I pesci possono anche essere allevati nelle cosiddette ‘acquafattorie’, ovvero in grandi edifici d’acciaio all’interno dei quali si trovano delle smisurate e stracolme piscine, perennemente illuminate da una luce artificiale, che induce gli animali a mangiare più spesso e quindi ad ingrassare più velocemente. Anche se si presuppone che il pesce di allevamento non sia venuto a contatto con acque inquinate da plastica,  metalli pesanti e/o liquami vari, tuttavia ciò non significa che la sua alimentazione sia sana, poichè diversi farmaci (come antibiotici ed ormoni) vengono regolarmente somministrati non diversamente da altri tipi di allevamenti a ridotto spazio vitale. Anche nelle ‘acquafattorie’ l’unico intento è quello di aumentare le nascite, in una logica in cui la parola ‘maternità’ equivale solo ed unicamente alla parola ‘produttività’. Il macello destinato ai pesci è ancora più impietoso poichè non vigono leggi in base alle quali le pratiche devono essere indolori. L’animale, perfettamente cosciente e senziente, subisce la mutilazione di pinne e branchie, viene spellato, viene fatto lentamente dissanguare, oppure viene gettato nel ghiaccio e fatto morire assiderato. Oppure, come avviene spesso nel caso dei crostacei, arriva ancora vivo in pescheria, ma con le chele legate per non potersi muovere. Se solo sapessimo che l’aragosta è in grado di percorrere centinaia di chilometri sui fondali marini, forse sarebbe più semplice empatizzare con la sua immensa sofferenza, con il senso di quella libertà perduta, che si affrancherà soltanto con un ultimo tuffo in una pentola di acqua bollente.

● **Informazioni estratte**:

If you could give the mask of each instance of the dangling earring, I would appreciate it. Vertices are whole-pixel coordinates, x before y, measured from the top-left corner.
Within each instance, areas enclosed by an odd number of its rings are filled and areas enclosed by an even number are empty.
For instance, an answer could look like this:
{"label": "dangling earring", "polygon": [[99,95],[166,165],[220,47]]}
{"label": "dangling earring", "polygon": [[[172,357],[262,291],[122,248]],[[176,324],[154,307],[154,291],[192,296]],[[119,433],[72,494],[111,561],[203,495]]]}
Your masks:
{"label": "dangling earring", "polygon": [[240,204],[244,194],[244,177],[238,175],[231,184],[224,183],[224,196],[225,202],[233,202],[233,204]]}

● **Cosa fare**:
Continua il testo sull'allevamento e la macellazione dei pesci dopo la sua ultima frase. Il materiale non ha alcun ruolo in questo esercizio.

● **Risultato dell'esercizio**:
I delfini sono mammiferi che non vengono macellati, ma vorrei ugualmente menzionarli poichè anch’essi vengono utilizzati a fini commerciali nei delfinari, ovvero vengono addestrati in spazi limitati per far divertire la gente, non diversamente da come avviene per gli animali da circo. I delfini ‘acrobati’, essendo dotati di grande sensibilità ed intelligenza (che li rende anche animali ideali per la pet-therapy ai bambini autistici) sono capaci di un gesto che li accomuna solo alla specie umana, ovvero ad un certo punto della loro esistenza, per mettere fine alle loro sofferenze sia fisiche che psicologiche,  decidono di lasciarsi morire, di suicidarsi. Se anche ciò non avviene, la morte sopravviene dopo soli due anni, laddove in natura potrebbero andare avanti per ben quarantacinque! La ragione di questa morte prematura, oltre a malattie correlate alla vita in vasca, è lo sfinimento, poichè vengono sottoposti a continui allenamenti, e per farli ubbidire sono costretti a subire severi digiuni. L’unico cibo che questi delfini conoscono sono le ricompense per eseguire gli ordini che vengono impartiti. I delfinari, come i circhi del resto, sono pieni di bambini, poichè i genitori ritengono ‘istruttivo’ assistere a certi spettacoli. Se le scuole finalmente impartissero almeno un’ora a settimana di seria educazione animalista, forse potrebbero essere i figli ad insegnare qualcosa ai loro genitori.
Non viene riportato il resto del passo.